**Stated task:** Copy the listing below line for line, without changing a word. Leave the pictures out of your copy.

**Exercise inputs:**
++++
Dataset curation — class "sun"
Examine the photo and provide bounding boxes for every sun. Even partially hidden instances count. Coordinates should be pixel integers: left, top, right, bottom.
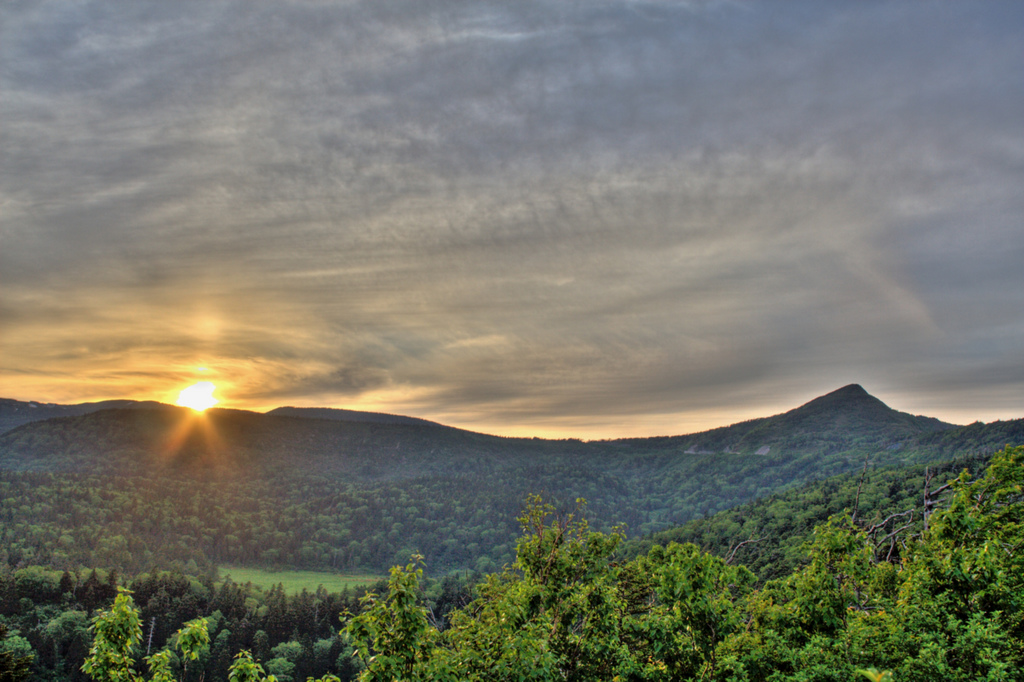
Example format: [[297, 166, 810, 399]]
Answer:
[[177, 381, 220, 412]]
++++
**Completed task:**
Dataset curation — class "sun"
Examine the photo and provide bounding boxes for every sun. Even partially hidden instances count. Coordinates should be pixel integers: left, top, right, bottom.
Example format: [[297, 166, 810, 399]]
Answer:
[[177, 381, 220, 412]]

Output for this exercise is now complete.